__Exercise directions__. Using the entries below, output exactly the line containing "point: chair armrest" and all lines that follow it to the end.

__Input__.
········
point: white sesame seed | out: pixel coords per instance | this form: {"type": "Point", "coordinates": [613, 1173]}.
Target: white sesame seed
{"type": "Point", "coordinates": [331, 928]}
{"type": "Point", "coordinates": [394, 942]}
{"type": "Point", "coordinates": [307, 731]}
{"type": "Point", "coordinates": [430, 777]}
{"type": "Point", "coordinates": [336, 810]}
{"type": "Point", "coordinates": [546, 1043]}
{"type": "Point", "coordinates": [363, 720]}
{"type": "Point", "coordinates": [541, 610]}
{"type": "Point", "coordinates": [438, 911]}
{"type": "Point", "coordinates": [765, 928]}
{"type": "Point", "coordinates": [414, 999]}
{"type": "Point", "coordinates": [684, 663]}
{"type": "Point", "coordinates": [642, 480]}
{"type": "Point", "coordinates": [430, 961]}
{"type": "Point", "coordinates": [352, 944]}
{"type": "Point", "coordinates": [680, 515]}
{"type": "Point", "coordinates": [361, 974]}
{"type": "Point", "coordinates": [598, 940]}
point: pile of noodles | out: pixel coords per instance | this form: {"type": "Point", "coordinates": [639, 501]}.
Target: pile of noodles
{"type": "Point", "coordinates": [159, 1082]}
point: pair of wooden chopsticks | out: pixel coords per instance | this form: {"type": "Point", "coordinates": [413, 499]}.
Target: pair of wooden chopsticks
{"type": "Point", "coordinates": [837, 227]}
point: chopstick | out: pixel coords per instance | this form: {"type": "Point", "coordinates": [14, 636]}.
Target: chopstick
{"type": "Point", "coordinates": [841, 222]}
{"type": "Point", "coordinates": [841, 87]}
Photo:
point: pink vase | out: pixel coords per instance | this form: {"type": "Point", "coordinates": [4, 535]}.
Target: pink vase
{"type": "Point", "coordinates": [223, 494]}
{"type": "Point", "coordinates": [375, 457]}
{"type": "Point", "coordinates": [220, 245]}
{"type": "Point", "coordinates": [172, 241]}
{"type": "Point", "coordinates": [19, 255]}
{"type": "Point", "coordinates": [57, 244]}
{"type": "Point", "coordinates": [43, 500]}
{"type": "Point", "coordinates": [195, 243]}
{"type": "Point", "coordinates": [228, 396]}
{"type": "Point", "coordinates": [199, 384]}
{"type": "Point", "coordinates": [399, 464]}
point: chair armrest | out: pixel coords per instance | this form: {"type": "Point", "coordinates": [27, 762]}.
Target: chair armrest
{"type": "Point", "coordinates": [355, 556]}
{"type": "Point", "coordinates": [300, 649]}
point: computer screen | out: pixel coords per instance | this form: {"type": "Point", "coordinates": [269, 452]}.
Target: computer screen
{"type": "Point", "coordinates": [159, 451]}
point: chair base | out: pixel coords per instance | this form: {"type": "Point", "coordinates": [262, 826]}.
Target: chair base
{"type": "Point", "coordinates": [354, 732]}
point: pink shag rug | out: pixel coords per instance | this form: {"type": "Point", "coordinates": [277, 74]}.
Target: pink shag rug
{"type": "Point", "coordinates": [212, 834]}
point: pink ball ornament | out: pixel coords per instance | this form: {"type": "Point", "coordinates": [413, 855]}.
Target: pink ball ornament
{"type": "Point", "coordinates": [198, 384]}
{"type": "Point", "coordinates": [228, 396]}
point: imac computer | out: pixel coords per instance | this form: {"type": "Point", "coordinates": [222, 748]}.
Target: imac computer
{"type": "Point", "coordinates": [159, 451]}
········
__Solution below__.
point: chair armrest | out: pixel coords per instance | this form: {"type": "Point", "coordinates": [27, 762]}.
Target: chair armrest
{"type": "Point", "coordinates": [355, 556]}
{"type": "Point", "coordinates": [300, 649]}
point: computer screen | out: pixel coords per instance | this form: {"type": "Point", "coordinates": [269, 452]}.
Target: computer screen
{"type": "Point", "coordinates": [159, 451]}
point: chair base | out: pixel coords per instance | this form: {"type": "Point", "coordinates": [262, 826]}.
Target: chair base
{"type": "Point", "coordinates": [354, 732]}
point: pink shag rug | out: pixel coords per instance | this form: {"type": "Point", "coordinates": [277, 74]}.
Target: pink shag rug
{"type": "Point", "coordinates": [212, 834]}
point: pink ball ornament | out: pixel coords per instance | this form: {"type": "Point", "coordinates": [413, 855]}.
Target: pink ball ornament
{"type": "Point", "coordinates": [198, 384]}
{"type": "Point", "coordinates": [228, 396]}
point: imac computer | out: pixel coords per instance | this form: {"type": "Point", "coordinates": [222, 748]}.
Target: imac computer
{"type": "Point", "coordinates": [159, 451]}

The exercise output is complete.